[Recorded data]
==========
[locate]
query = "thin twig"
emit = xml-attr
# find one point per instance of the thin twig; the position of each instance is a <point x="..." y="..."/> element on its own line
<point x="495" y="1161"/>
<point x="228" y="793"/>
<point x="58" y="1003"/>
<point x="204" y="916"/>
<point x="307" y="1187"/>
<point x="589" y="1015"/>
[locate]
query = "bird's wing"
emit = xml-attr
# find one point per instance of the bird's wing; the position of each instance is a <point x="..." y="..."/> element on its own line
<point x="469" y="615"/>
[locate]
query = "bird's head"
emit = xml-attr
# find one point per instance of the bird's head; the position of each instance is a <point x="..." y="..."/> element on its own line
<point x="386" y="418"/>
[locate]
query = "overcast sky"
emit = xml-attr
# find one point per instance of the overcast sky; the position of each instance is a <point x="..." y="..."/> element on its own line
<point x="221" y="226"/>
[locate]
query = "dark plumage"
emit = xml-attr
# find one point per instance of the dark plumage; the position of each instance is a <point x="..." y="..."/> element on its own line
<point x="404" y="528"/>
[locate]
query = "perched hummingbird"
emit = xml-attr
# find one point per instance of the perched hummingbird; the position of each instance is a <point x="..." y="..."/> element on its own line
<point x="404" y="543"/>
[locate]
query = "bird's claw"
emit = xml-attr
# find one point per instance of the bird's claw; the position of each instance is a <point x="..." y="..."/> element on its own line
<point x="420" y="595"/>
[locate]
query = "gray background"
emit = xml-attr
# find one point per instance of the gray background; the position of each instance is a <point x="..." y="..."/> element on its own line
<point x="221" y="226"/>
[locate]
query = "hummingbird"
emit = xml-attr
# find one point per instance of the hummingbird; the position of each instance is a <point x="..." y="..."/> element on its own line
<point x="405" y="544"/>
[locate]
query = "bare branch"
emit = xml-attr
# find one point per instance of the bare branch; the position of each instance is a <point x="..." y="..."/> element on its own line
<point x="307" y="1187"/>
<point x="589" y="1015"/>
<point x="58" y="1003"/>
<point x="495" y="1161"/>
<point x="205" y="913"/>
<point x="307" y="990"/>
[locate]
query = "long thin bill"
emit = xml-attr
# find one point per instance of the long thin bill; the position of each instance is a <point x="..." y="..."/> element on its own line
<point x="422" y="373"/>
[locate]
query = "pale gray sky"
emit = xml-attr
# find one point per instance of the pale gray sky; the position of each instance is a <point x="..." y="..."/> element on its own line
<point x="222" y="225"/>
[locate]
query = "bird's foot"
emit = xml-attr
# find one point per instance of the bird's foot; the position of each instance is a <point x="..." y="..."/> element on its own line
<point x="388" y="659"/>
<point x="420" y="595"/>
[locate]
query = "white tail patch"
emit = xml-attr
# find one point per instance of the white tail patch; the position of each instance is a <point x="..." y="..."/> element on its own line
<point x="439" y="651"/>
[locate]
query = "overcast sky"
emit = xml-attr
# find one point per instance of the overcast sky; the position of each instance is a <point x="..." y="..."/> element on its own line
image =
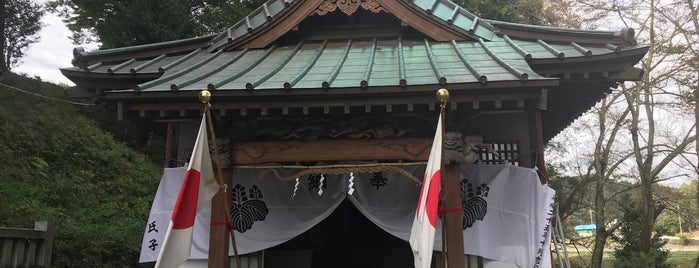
<point x="53" y="51"/>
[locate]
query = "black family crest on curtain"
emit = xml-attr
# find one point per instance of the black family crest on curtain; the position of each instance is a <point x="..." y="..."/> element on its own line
<point x="378" y="180"/>
<point x="247" y="207"/>
<point x="473" y="202"/>
<point x="317" y="182"/>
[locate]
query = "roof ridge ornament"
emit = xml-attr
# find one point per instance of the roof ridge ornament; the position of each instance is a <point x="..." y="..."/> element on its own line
<point x="348" y="6"/>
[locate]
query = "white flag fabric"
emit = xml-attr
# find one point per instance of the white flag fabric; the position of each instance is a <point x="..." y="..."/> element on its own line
<point x="424" y="225"/>
<point x="198" y="187"/>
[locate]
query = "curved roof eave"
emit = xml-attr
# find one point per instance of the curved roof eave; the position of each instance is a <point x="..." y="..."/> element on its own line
<point x="276" y="17"/>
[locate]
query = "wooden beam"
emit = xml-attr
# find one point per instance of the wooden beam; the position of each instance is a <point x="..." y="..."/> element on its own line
<point x="403" y="149"/>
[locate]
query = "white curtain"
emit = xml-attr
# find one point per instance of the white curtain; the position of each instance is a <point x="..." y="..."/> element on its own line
<point x="507" y="207"/>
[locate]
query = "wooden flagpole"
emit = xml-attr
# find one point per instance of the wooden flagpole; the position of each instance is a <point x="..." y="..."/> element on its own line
<point x="452" y="210"/>
<point x="205" y="97"/>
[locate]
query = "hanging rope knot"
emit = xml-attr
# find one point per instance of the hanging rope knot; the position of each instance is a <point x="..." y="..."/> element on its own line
<point x="445" y="210"/>
<point x="226" y="222"/>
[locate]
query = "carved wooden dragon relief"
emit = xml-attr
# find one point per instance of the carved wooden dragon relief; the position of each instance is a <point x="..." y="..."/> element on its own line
<point x="348" y="6"/>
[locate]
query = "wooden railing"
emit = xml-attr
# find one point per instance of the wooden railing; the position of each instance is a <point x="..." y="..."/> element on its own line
<point x="20" y="247"/>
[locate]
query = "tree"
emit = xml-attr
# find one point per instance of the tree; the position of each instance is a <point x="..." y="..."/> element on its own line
<point x="3" y="69"/>
<point x="21" y="24"/>
<point x="656" y="128"/>
<point x="120" y="23"/>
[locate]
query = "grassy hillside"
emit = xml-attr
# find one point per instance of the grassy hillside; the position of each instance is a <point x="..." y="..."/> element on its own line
<point x="58" y="166"/>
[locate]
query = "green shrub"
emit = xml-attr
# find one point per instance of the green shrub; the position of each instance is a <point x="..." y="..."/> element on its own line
<point x="628" y="254"/>
<point x="60" y="167"/>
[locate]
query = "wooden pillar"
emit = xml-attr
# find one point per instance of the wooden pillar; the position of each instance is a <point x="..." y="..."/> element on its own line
<point x="219" y="236"/>
<point x="540" y="148"/>
<point x="168" y="144"/>
<point x="453" y="217"/>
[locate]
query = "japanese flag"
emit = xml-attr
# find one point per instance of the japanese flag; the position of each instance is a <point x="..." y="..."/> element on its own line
<point x="424" y="225"/>
<point x="198" y="187"/>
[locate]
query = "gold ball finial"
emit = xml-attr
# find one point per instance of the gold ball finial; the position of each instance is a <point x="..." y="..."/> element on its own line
<point x="443" y="95"/>
<point x="205" y="96"/>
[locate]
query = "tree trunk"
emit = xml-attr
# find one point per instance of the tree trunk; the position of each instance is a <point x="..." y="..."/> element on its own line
<point x="600" y="232"/>
<point x="648" y="217"/>
<point x="3" y="67"/>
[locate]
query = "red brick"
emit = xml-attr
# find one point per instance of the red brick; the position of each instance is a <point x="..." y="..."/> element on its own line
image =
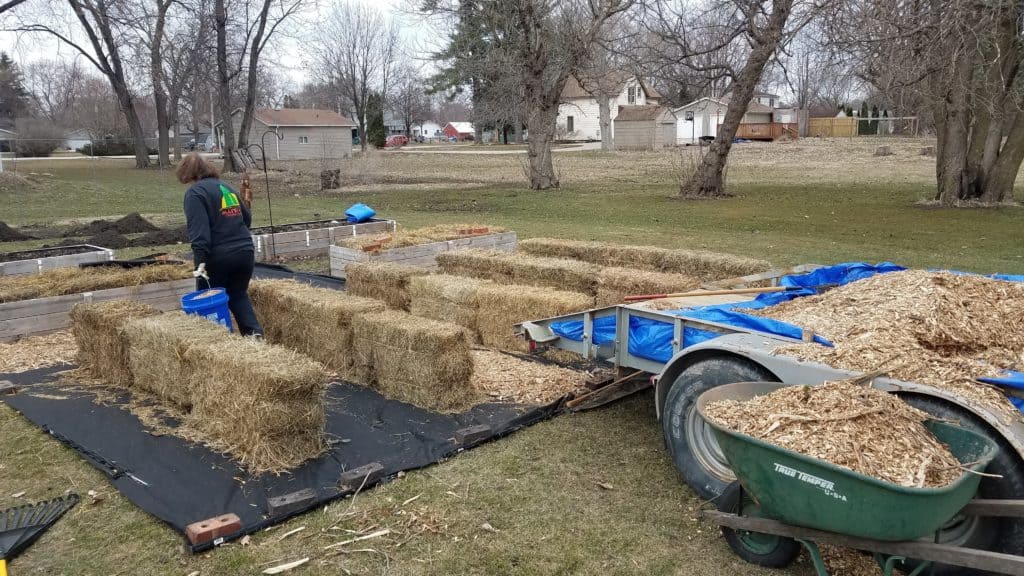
<point x="212" y="528"/>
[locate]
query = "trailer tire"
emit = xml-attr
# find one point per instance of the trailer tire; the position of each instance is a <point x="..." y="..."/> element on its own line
<point x="762" y="549"/>
<point x="995" y="534"/>
<point x="688" y="439"/>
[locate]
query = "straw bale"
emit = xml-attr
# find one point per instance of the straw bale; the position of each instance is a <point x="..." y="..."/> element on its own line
<point x="503" y="377"/>
<point x="102" y="346"/>
<point x="501" y="306"/>
<point x="507" y="268"/>
<point x="37" y="352"/>
<point x="445" y="298"/>
<point x="157" y="346"/>
<point x="848" y="424"/>
<point x="416" y="237"/>
<point x="260" y="403"/>
<point x="932" y="328"/>
<point x="415" y="360"/>
<point x="75" y="280"/>
<point x="700" y="263"/>
<point x="616" y="283"/>
<point x="316" y="322"/>
<point x="382" y="281"/>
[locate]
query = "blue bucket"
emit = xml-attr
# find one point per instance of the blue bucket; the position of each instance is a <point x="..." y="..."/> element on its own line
<point x="359" y="212"/>
<point x="212" y="307"/>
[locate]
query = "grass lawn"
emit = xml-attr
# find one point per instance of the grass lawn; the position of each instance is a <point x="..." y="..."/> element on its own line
<point x="531" y="503"/>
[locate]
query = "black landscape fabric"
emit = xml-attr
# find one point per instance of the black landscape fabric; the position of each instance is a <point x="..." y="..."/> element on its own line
<point x="181" y="483"/>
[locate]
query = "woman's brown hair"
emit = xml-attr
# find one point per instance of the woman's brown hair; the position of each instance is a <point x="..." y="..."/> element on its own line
<point x="194" y="168"/>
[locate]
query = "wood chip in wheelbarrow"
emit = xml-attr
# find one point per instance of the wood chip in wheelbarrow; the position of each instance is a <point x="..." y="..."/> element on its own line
<point x="933" y="328"/>
<point x="850" y="425"/>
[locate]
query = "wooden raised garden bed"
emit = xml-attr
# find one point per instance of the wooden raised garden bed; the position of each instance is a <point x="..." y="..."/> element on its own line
<point x="309" y="239"/>
<point x="422" y="255"/>
<point x="25" y="318"/>
<point x="42" y="259"/>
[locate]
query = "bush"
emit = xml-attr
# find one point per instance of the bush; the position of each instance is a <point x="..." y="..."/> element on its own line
<point x="37" y="137"/>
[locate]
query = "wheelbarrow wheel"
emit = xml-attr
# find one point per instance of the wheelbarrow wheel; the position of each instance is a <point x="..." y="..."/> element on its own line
<point x="768" y="550"/>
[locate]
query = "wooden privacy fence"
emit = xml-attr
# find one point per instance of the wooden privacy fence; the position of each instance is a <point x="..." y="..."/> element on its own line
<point x="832" y="127"/>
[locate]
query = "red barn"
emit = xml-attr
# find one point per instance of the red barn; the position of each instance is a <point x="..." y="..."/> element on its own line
<point x="459" y="130"/>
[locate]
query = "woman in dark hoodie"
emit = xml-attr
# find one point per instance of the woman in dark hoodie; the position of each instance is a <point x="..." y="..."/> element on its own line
<point x="222" y="246"/>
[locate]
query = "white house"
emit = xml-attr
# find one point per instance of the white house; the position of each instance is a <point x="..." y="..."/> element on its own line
<point x="702" y="116"/>
<point x="579" y="114"/>
<point x="303" y="133"/>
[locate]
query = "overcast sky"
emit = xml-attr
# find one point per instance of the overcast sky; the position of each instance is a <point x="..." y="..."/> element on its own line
<point x="420" y="37"/>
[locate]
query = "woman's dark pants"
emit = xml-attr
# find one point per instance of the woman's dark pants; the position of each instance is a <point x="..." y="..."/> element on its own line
<point x="232" y="273"/>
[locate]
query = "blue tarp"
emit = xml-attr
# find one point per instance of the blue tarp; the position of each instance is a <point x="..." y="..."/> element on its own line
<point x="652" y="339"/>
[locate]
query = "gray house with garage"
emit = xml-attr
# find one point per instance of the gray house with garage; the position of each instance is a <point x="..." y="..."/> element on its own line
<point x="298" y="133"/>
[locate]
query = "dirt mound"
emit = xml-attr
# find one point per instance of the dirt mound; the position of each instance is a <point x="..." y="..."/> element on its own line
<point x="109" y="240"/>
<point x="132" y="223"/>
<point x="163" y="237"/>
<point x="8" y="234"/>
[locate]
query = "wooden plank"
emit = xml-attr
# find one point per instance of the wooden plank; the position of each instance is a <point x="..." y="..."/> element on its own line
<point x="943" y="553"/>
<point x="994" y="508"/>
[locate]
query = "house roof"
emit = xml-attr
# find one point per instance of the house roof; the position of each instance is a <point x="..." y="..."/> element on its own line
<point x="573" y="89"/>
<point x="640" y="113"/>
<point x="462" y="127"/>
<point x="301" y="117"/>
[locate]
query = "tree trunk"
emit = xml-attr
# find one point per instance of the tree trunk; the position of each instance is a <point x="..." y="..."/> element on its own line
<point x="541" y="123"/>
<point x="224" y="87"/>
<point x="709" y="179"/>
<point x="604" y="120"/>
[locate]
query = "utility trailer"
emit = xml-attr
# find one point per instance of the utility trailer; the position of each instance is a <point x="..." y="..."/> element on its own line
<point x="738" y="355"/>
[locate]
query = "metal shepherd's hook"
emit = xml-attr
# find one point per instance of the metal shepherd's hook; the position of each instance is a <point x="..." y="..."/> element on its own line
<point x="266" y="178"/>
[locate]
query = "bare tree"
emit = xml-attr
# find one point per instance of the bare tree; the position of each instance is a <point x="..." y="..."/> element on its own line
<point x="103" y="24"/>
<point x="539" y="43"/>
<point x="409" y="100"/>
<point x="354" y="54"/>
<point x="735" y="40"/>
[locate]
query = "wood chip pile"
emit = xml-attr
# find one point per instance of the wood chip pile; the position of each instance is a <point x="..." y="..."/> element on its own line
<point x="931" y="327"/>
<point x="382" y="281"/>
<point x="413" y="359"/>
<point x="699" y="263"/>
<point x="848" y="424"/>
<point x="416" y="237"/>
<point x="315" y="322"/>
<point x="504" y="377"/>
<point x="74" y="280"/>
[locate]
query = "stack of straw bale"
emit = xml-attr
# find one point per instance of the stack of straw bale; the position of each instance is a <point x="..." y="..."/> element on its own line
<point x="382" y="281"/>
<point x="613" y="284"/>
<point x="262" y="404"/>
<point x="316" y="322"/>
<point x="446" y="298"/>
<point x="65" y="281"/>
<point x="157" y="346"/>
<point x="102" y="346"/>
<point x="698" y="263"/>
<point x="415" y="360"/>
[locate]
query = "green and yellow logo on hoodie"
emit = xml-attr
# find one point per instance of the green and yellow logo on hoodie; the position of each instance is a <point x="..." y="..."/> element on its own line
<point x="229" y="205"/>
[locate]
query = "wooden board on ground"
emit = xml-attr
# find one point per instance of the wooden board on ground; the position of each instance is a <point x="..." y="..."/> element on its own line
<point x="44" y="315"/>
<point x="88" y="254"/>
<point x="421" y="255"/>
<point x="313" y="242"/>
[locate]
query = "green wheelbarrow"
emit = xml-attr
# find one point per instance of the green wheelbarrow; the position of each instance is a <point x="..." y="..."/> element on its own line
<point x="784" y="500"/>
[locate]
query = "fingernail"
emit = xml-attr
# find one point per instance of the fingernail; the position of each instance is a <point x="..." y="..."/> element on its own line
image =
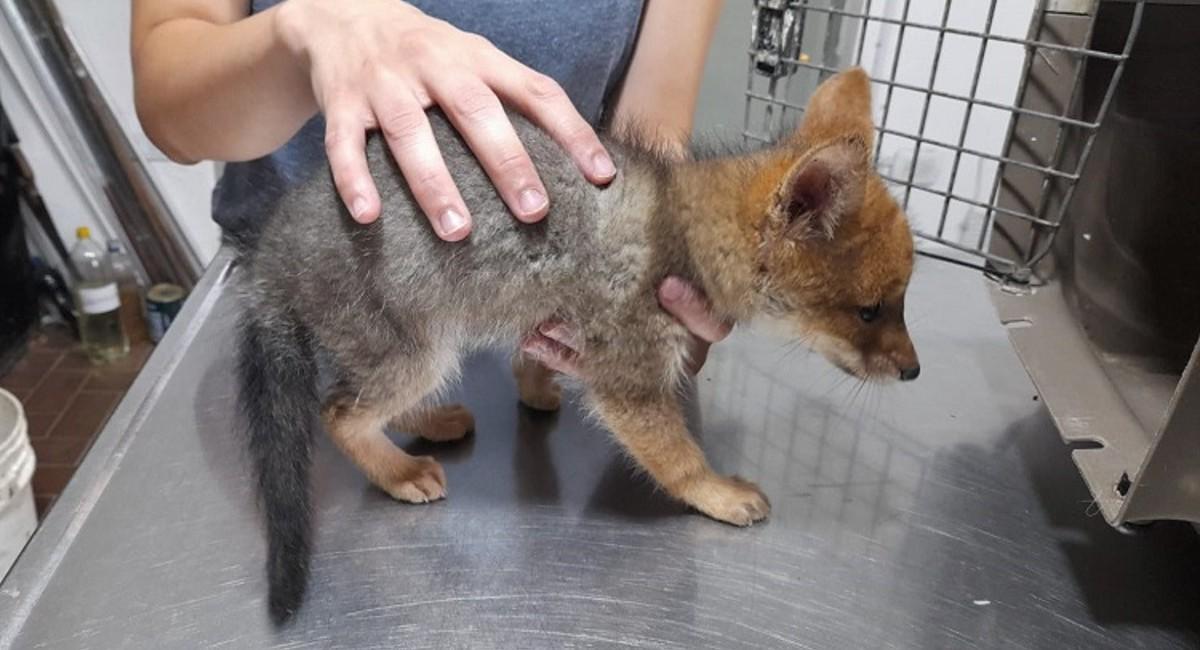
<point x="359" y="208"/>
<point x="603" y="166"/>
<point x="535" y="349"/>
<point x="672" y="289"/>
<point x="557" y="332"/>
<point x="531" y="200"/>
<point x="451" y="222"/>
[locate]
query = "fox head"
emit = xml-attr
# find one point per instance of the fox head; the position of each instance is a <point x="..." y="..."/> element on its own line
<point x="835" y="250"/>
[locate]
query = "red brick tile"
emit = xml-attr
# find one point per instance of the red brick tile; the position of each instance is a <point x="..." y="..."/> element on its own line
<point x="87" y="414"/>
<point x="63" y="450"/>
<point x="36" y="361"/>
<point x="54" y="337"/>
<point x="109" y="379"/>
<point x="49" y="480"/>
<point x="55" y="391"/>
<point x="29" y="371"/>
<point x="75" y="360"/>
<point x="41" y="422"/>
==========
_Exercise directions:_ Only lines with the word "fingernail" are wanted, so copy each one from the records.

_Output of the task:_
query = "fingernail"
# find one point per instance of the fingernail; the position of each instance is a <point x="..." y="..."/> element on its own line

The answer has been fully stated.